(Records excerpted from a collection)
##############################
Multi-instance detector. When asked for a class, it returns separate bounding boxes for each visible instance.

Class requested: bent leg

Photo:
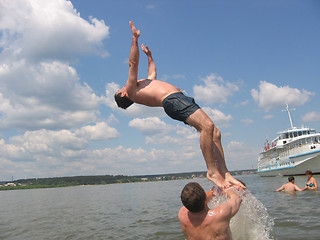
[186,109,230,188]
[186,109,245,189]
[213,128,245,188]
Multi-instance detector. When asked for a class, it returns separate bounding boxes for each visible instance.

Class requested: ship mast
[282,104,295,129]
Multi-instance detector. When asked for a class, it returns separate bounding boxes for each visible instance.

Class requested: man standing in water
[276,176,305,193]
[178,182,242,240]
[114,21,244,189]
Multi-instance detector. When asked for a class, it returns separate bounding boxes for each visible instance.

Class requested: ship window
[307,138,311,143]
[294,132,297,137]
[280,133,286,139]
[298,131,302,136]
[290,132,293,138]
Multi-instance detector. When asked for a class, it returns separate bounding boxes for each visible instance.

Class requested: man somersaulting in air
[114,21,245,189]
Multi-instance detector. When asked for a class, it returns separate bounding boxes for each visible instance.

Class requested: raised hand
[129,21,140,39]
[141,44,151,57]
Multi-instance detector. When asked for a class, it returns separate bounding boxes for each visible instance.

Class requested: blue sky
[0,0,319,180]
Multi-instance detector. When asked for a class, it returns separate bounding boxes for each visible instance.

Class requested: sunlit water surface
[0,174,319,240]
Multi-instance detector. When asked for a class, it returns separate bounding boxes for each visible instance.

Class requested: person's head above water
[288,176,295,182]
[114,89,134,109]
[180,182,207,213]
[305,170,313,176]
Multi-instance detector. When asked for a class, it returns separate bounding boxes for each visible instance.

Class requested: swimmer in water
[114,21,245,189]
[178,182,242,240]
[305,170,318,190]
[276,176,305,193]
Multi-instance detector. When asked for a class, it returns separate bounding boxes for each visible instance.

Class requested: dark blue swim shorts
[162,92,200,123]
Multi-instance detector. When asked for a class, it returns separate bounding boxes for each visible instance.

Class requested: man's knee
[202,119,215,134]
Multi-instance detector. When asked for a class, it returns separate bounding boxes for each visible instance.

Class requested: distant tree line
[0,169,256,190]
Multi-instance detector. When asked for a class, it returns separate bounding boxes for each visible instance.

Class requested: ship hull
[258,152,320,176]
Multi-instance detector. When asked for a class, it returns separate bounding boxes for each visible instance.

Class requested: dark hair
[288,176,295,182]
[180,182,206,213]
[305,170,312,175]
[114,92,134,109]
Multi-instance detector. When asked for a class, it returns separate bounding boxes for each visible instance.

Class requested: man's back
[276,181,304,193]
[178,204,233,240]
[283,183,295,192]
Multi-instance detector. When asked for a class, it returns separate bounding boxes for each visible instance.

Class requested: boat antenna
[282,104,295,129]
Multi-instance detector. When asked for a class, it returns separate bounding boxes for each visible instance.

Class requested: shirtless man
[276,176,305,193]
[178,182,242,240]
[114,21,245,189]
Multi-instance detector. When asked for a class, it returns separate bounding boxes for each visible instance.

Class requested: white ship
##############################
• Task requirements:
Keep only the lines from the line with "Class requested: ship hull" to the end of the records above, and repeat them exactly.

• The answer:
Class requested: ship hull
[258,152,320,176]
Multi-instance detector. When asked for a class, it returns separate bounding boxes for each visible instance.

Class requested: dark hair
[288,176,295,182]
[180,182,206,213]
[305,170,312,175]
[114,92,134,109]
Multi-instance detector. When asked for a class, it returns separate bounding boxes for each visible instance.

Class requested: man's back
[276,181,304,193]
[178,204,233,240]
[283,183,295,192]
Multi-instance detector. When asked for a class, it returns separate bounding boxes for each visible instance.

Class requested: boat antenna
[282,104,295,129]
Multi-instance detector. When asked for a class, it returns separate bounding boxes for each visible instance.

Class requested: shirtless man
[276,176,305,193]
[178,182,242,240]
[114,21,245,189]
Multi-instance detector. When asked for a class, it returns separate bounding boxes for each visible instance.

Class requested: white ship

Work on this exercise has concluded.